§ PROBLEM REQUIREMENTS: Search the data for the string "below", and report each line where it is found.

§ TASK INPUT:

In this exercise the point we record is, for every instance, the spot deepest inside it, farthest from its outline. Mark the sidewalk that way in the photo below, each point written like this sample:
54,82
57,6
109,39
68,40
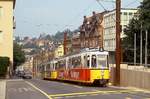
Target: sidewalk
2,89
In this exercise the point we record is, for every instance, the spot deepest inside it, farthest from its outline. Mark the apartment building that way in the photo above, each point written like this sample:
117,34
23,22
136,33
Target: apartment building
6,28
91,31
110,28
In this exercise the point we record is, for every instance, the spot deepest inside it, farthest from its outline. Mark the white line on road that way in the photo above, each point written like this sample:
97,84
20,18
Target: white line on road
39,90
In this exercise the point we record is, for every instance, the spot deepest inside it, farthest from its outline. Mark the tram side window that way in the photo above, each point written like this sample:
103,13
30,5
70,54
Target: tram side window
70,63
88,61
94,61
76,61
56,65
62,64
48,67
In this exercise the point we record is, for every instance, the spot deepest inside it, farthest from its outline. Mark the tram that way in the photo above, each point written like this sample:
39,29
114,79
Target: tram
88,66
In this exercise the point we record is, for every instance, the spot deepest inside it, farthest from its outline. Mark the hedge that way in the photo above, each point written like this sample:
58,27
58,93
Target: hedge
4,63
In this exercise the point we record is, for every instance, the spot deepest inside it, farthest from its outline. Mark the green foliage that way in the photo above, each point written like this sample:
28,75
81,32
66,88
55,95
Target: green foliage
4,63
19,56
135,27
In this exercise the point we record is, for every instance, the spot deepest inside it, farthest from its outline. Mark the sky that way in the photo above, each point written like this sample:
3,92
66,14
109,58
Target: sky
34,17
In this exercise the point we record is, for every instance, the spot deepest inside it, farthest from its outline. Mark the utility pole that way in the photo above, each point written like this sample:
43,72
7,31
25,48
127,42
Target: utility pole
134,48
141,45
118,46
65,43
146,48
==
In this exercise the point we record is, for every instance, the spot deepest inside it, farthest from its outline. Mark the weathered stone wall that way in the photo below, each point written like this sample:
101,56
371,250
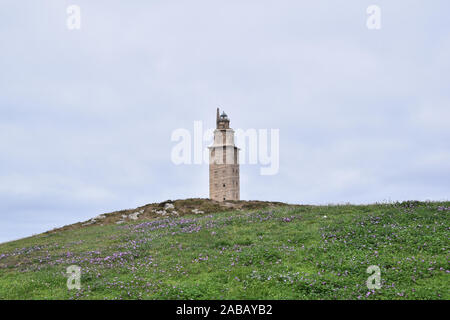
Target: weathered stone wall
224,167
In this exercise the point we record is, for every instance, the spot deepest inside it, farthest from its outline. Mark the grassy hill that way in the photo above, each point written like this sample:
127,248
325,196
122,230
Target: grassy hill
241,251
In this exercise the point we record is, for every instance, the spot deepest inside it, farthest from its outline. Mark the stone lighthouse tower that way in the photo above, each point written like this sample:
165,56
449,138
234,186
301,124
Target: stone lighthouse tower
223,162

§ SOLUTION TO THE EXERCISE:
In this exercise the point we record is, for every instance, the spot deepest inside it, farthest from its outline. Mark the sidewalk that way in the photo below, each point written like this sample:
In this exercise the point we record is, for every instance, the spot deepest inside it, farthest from its outline. Mark the weathered stone wall that way in the photo below, each point written like this sample:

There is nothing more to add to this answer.